What this task involves – Output all of the listing, leaving every line exactly as written.

[Exercise input]

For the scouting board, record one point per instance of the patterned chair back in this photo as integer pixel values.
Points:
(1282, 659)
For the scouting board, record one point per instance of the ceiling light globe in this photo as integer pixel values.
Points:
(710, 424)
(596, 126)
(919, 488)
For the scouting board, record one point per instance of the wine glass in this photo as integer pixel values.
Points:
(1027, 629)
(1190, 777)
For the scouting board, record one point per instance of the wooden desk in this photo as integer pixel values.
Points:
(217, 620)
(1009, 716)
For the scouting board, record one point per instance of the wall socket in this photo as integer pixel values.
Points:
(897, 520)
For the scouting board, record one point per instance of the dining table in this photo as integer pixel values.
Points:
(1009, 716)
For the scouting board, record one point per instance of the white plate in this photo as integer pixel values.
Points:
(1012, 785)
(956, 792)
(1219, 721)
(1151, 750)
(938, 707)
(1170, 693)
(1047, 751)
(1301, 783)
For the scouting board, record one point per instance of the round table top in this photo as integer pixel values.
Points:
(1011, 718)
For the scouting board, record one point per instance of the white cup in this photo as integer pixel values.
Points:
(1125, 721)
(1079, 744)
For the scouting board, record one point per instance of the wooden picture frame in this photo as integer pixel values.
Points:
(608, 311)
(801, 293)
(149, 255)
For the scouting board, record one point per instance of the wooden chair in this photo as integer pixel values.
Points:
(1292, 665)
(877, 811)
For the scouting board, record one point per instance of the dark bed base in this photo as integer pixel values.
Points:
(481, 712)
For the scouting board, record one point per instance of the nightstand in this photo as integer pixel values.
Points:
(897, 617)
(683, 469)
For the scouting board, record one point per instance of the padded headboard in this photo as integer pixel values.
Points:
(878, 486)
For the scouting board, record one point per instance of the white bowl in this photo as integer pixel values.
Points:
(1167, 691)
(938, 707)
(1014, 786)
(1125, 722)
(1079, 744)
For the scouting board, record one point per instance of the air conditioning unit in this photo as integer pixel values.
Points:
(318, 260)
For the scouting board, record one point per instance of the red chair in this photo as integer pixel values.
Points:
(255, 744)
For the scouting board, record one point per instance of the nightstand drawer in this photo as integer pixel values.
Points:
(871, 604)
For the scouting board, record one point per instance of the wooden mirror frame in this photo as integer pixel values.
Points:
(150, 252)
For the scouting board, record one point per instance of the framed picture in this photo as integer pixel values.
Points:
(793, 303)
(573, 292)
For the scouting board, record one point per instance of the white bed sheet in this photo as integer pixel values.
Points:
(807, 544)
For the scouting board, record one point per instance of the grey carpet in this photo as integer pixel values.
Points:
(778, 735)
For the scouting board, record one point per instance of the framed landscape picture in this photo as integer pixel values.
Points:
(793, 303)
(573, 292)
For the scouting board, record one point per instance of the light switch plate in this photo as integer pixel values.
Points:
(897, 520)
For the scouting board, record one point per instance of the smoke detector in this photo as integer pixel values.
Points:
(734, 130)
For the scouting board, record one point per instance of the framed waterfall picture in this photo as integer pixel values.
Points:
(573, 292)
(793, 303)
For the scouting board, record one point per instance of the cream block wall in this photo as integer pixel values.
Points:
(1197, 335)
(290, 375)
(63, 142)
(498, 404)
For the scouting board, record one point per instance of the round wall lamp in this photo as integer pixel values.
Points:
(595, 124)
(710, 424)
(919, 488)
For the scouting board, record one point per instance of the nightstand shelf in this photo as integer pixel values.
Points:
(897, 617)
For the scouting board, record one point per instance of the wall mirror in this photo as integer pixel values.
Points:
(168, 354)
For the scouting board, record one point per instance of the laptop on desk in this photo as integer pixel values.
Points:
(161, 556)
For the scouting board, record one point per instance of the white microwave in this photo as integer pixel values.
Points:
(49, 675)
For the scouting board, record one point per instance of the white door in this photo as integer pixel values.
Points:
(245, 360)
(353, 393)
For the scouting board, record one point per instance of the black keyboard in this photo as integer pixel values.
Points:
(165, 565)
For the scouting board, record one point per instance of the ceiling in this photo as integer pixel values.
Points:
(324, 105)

[/Exercise input]

Answer area –
For the scouting board, record one point per instance of the patterned chair back in this photo as integer pixel values.
Points:
(1282, 659)
For the scouting board, record one point per instance of the ceiling light globe in this photo as integer pixel values.
Points:
(710, 424)
(596, 126)
(919, 488)
For the scouting board, record one point per instance of the wine glass in this photo as integer pixel values.
Points:
(1027, 629)
(1190, 777)
For the scouting board, record one point per instance of the wooden desk in this photo as integer pixel values.
Points:
(217, 620)
(1009, 716)
For the scouting board, record one point per instance of the wall socket in this photo as integer pixel values.
Points:
(897, 520)
For the scouting board, record one point per instance of the dining table in this photo as integer pixel values.
Points:
(1009, 716)
For the scouting board, record one point per instance of the white plate in this photo as integer pixel values.
Points:
(1012, 785)
(956, 792)
(1219, 721)
(1151, 750)
(938, 707)
(1170, 693)
(1047, 751)
(1301, 783)
For the scouting board, record one point per instance of the round table top in this photo as integer pixel values.
Points:
(1011, 718)
For the scouting board, record one point per instance of the white cup in this photo as integer pixel values.
Points:
(1125, 721)
(1079, 744)
For the scouting board, record one point per instance of the wooden picture frame in this photo as integer pixel values.
Points:
(608, 311)
(801, 293)
(149, 255)
For the scouting board, record one point per instance of the wooden chair in this photo as integer pixel values.
Points:
(1292, 665)
(877, 811)
For the scouting board, record one point per instance of the dark bed base in this photo as integer pixel values.
Points:
(481, 712)
For the scouting board, record one point per instance of the nightstand in this photo as integer pixel values.
Points:
(897, 617)
(683, 469)
For the scouting board, record one point per instance of the padded headboard in this photo as integer pixel values.
Points:
(878, 486)
For the scouting board, record one point per instance of the white bowl in this photo as integer pixel values.
Points:
(1167, 691)
(938, 707)
(1014, 786)
(1125, 722)
(1079, 744)
For the scouting board, record one point per instance of the air conditioning unit in this photo as integer pixel values.
Points:
(318, 260)
For the scouting board, record one point per instance of the red chair in this photo as integer pixel values.
Points:
(255, 744)
For the scouting board, record one point per instance of the nightstand drawer in this photo as integer pixel values.
Points:
(871, 604)
For the scouting board, record one point per instance of the wooden mirror frame in this photo as integer pixel values.
Points:
(150, 252)
For the scouting board, record one point per instance of the framed picture in this photo as integer pixel values.
Points:
(793, 303)
(573, 292)
For the scouting board, record one point per instance of the white bed sheet in this photo as integer pixel values.
Points:
(807, 544)
For the scouting board, record one point per instance of the grey carpet in this photo as integer pixel values.
Points:
(778, 735)
For the scouting board, record one point per instance of the framed landscape picture in this photo as integer pixel values.
Points:
(793, 303)
(573, 292)
For the scouting board, record one point per instance of the light switch plate in this photo as integer pixel values.
Points:
(897, 520)
For the scouting board, record one point per instance of the smoke detector in this photo as integer pixel values.
Points:
(734, 130)
For the scouting board, record one point per instance of the framed waterfall picture in this photo as integer pixel values.
Points:
(573, 292)
(793, 303)
For the scouting board, record one point per instance of the cream block wall in this photo as integer pixel values.
Points:
(1197, 335)
(290, 375)
(63, 142)
(498, 404)
For the scouting board, record one point per instance of the round wall lamp in this photo as integer pixel values.
Points:
(595, 124)
(710, 424)
(919, 488)
For the scouting board, record one point per instance of the nightstand shelf in this photo as integer pixel values.
Points:
(897, 617)
For the scouting board, record one point per instance of the wall mirror in this photo as integer pixel values.
Points:
(168, 354)
For the scouting board, record one point per instance of the laptop on desk in this photo as integer pixel values.
Points:
(161, 556)
For the scouting board, record one point per instance of the white microwave in this photo as integer pixel values.
Points:
(49, 675)
For the scouting board, record one point per instance of the white door in this photo as integer pixel values.
Points:
(245, 360)
(353, 393)
For the scouting board, record one point per instance of the black keyboard in this photo as integer pixel values.
Points:
(165, 565)
For the scouting board, record one point per instance of the ceiling in this photo as integer pixel values.
Points:
(324, 105)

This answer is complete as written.